▸ REQUISITOS DA TAREFA
Reproduza o trecho do texto sobre a tempestividade da impugnação judicial desde "II - Outro entendimento" até "e Serviços Marítimos.", inclusive, trocando "extemporânea" por "intempestiva".

▸ EXCERTO DO TEXTO
PROCESSO CONTRAORDENACIONAL
TEMPESTIVIDADE DA IMPUGNAÇÃO JUDICIAL
Sumário

I - Em processo contraordenacional, não pode considerar-se intempestiva a apresentação de impugnação judicial que, embora ocorrida para além do prazo calculado nos termos previstos no artigo 59.º, n.º 3, do Decreto-Lei n.º 433/82, de 27 de outubro, observou contudo o prazo de 20 dias úteis subsequentes ao momento em que se verificou o evento que a autoridade administrativa, tal como havia informado os arguidos no processo, expressamente considerou como decisivo para o início da efetiva contagem de tal prazo.
II - Outro entendimento poria em causa o princípio da proteção da confiança na atuação das autoridades administrativas, bem como o direito fundamental de acesso à justiça e à tutela jurisdicional efetiva, mediante um processo equitativo.

Texto Integral

Processo n.º: 730/24.1T8ILH.P1
Origem: Juízo de Competência Genérica de Ílhavo (Juiz 1)
Recorrente: «A..., S. A.»
AA
Referência do documento: 19415890

I
1. Os aqui recorrentes (arguidos no processo) impugnam, com o presente recurso, decisão proferida no Juízo de Competência Genérica de Ílhavo (Juiz 1) do Tribunal Judicial da Comarca de Aveiro, que rejeitou, por extemporânea, a impugnação que intentaram contra a decisão proferida, nestes autos, a fls. 105 e segs., pela Direção-Geral de Recursos Naturais, Segurança e Serviços Marítimos.

(Itens guardados de uma coleção)
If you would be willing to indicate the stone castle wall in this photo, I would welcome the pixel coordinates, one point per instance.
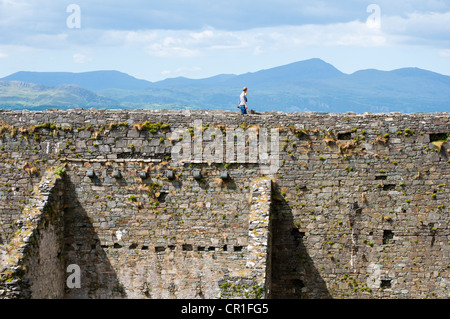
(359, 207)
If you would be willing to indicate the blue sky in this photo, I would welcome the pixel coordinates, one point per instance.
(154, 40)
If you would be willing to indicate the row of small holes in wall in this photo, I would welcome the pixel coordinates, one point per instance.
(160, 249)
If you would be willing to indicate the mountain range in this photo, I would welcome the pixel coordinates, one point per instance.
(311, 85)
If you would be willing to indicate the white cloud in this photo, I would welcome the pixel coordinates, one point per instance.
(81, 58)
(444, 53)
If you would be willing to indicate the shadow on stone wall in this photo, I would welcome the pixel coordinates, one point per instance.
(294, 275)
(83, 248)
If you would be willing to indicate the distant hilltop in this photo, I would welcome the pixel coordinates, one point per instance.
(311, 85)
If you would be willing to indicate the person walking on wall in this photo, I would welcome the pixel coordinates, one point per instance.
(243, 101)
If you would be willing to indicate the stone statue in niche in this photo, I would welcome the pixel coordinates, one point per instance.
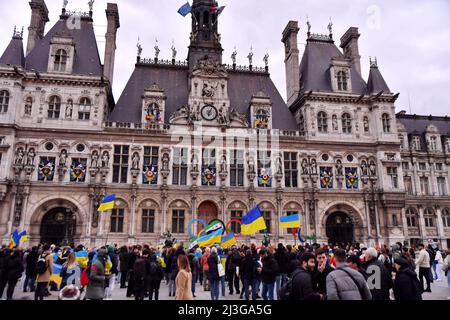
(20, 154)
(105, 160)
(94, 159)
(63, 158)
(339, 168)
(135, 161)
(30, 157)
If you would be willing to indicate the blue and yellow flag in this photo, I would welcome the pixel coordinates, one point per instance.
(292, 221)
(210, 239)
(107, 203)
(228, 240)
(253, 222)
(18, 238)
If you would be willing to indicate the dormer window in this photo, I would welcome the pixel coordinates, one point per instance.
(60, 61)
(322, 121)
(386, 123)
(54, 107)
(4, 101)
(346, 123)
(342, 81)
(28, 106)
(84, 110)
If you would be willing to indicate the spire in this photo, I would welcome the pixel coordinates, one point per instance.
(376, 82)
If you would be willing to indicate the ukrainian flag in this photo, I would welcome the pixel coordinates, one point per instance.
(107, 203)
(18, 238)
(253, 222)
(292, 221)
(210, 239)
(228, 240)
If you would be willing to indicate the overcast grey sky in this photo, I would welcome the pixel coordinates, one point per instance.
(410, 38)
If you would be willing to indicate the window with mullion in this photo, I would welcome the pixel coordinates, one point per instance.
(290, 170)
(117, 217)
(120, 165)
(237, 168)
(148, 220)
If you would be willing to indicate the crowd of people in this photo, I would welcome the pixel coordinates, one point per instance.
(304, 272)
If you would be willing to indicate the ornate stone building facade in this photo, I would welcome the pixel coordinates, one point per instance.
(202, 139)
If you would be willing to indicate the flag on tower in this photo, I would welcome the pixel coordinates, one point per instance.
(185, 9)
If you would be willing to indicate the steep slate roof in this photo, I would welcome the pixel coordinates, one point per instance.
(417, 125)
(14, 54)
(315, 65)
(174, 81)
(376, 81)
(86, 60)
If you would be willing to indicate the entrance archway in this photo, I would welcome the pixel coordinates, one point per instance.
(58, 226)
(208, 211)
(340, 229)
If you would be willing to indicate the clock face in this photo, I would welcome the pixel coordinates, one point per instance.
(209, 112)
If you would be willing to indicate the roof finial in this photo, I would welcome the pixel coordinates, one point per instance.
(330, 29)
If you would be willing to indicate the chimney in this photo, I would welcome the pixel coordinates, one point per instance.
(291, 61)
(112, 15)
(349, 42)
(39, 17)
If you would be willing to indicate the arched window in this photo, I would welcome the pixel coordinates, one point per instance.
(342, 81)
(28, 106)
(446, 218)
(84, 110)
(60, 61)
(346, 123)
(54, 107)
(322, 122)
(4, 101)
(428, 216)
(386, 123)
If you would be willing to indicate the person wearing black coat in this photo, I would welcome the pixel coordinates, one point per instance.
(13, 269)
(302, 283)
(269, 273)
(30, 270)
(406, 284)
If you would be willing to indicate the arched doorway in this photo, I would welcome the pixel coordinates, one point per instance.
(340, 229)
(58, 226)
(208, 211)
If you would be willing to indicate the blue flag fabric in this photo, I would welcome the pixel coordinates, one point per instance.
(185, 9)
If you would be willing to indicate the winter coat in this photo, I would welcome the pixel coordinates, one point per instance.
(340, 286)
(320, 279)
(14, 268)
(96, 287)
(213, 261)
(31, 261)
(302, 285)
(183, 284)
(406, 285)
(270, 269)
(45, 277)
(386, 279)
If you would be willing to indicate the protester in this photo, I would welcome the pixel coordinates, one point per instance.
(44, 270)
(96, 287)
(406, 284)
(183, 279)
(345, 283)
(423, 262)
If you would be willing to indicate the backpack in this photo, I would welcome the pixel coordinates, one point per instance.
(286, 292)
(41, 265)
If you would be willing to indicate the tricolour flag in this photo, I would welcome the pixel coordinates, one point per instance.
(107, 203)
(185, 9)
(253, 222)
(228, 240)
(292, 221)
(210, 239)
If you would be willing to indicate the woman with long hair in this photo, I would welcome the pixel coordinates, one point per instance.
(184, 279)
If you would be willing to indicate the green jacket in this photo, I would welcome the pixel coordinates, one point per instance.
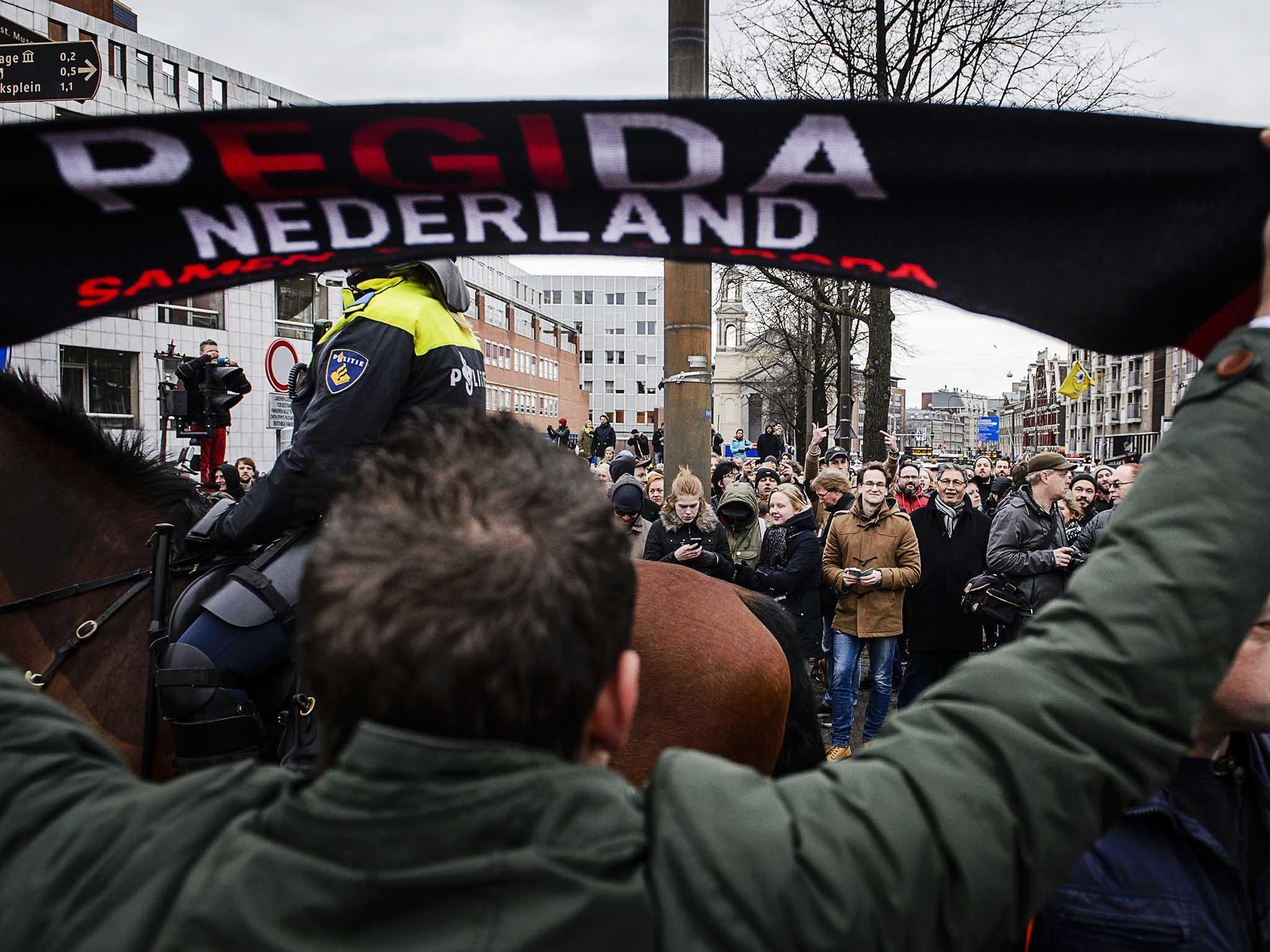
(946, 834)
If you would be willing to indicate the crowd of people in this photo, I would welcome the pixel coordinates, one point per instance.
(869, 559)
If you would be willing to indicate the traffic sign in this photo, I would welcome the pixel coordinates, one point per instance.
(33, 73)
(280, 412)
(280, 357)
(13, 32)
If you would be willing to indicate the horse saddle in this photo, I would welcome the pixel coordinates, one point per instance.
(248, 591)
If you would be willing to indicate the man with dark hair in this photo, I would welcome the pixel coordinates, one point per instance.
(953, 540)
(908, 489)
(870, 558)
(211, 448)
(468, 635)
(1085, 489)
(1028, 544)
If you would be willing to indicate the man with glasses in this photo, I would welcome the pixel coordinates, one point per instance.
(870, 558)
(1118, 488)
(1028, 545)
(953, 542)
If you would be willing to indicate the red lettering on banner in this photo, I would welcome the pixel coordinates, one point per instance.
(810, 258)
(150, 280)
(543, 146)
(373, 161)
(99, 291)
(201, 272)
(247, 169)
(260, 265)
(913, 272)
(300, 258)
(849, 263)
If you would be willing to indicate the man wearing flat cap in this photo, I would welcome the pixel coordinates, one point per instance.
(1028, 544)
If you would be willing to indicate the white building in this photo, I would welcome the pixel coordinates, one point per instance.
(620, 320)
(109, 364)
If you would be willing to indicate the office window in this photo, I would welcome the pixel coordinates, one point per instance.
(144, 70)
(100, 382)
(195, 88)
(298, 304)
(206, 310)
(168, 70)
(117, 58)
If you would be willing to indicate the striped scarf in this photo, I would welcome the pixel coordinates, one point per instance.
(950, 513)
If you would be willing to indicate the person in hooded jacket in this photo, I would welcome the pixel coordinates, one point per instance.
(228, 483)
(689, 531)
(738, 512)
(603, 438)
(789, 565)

▸ RESPOSTA AO EXERCÍCIO
II - Outro entendimento poria em causa o princípio da proteção da confiança na atuação das autoridades administrativas, bem como o direito fundamental de acesso à justiça e à tutela jurisdicional efetiva, mediante um processo equitativo.

Texto Integral

Processo n.º: 730/24.1T8ILH.P1
Origem: Juízo de Competência Genérica de Ílhavo (Juiz 1)
Recorrente: «A..., S. A.»
AA
Referência do documento: 19415890

I
1. Os aqui recorrentes (arguidos no processo) impugnam, com o presente recurso, decisão proferida no Juízo de Competência Genérica de Ílhavo (Juiz 1) do Tribunal Judicial da Comarca de Aveiro, que rejeitou, por intempestiva, a impugnação que intentaram contra a decisão proferida, nestes autos, a fls. 105 e segs., pela Direção-Geral de Recursos Naturais, Segurança e Serviços Marítimos.